To be done »
• A. In the introduction to the Yuichiro Sasaki photo exhibition, how many photographs did Sasaki take over more than 30 years?
• B. Continue the introduction to the Yuichiro Sasaki photo exhibition, starting after its last sentence.

Document passage »
Introduction

In fiscal 2009, on the occasion of the 60th anniversary of the establishment of the Hiroshima Peace Memorial City Construction Law, the Hiroshima Peace Memorial Museum will hold a special exhibition, "Yuichiro Sasaki Photo Exhibition," as a two-part event.

Yuichiro Sasaki, as a native photographer, lived in Hiroshima and took photographs of Hiroshima in the post-war period. In over 30 years, he took more than 100,000 photographs. His images, records of the devastation caused by the A-bombing, the city's remarkable reconstruction history, the friction and strains that arose in the reconstruction process, and other various events are also regarded as the epitome of the postwar history of Hiroshima.

In "Part 1: Building Peace," which focuses on the 10 years from the A-bombing, his approximately 100 photographs remind us of the process of reconstructing a city that was reduced to ashes, and the lives of people who lived there. The road to construct a peace memorial city has been bumpy. The scars left by the A-bombing were so deep that many difficulties and much pain awaited the citizens of Hiroshima. Sasaki followed the process quietly and with warm eyes.

[Pointing and labeling entries]

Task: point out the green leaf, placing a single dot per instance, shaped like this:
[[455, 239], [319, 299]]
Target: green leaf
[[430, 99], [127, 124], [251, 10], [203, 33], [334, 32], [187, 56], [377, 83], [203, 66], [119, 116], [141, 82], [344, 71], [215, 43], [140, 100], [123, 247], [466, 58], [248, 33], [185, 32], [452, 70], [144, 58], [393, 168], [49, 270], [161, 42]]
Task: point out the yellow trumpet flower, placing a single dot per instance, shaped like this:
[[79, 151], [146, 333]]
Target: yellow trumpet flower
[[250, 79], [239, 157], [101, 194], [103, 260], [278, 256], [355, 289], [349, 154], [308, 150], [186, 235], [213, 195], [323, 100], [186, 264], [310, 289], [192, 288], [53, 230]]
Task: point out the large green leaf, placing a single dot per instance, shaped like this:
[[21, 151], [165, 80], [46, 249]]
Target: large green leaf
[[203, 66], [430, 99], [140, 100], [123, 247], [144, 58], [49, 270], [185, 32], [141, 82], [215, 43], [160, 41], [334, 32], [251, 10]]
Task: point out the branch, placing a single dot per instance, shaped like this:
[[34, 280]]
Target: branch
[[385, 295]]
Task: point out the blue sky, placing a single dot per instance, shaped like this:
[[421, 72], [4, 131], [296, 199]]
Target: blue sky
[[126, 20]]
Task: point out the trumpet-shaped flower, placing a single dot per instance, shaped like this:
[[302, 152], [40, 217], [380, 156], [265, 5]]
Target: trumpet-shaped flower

Responses »
• A. More than 100,000.

• B.
The Man Who Photographed Post-War Hiroshima

Yuichiro Sasaki

1917: Born in Hiroshima City.
1943: Arrived in Tokyo aiming to be a professional photographer. Studied at Oriental Photography School; began working for Nippon Shashin Kosha. Took photos for the informational magazine "Weekly Photography," issued by the Cabinet's Intelligence Bureau.
1945 August 9: Visited Hiroshima as a photo journalist after receiving news that a new type of bomb had been dropped on Hiroshima. Prohibited by police from taking pictures so returned to Tokyo.
August 18: Returned to Hiroshima. Began taking photos from the ruins of his own home. Operated a photo studio, recording the post-war period in Hiroshima from then on.
1980: Passed away.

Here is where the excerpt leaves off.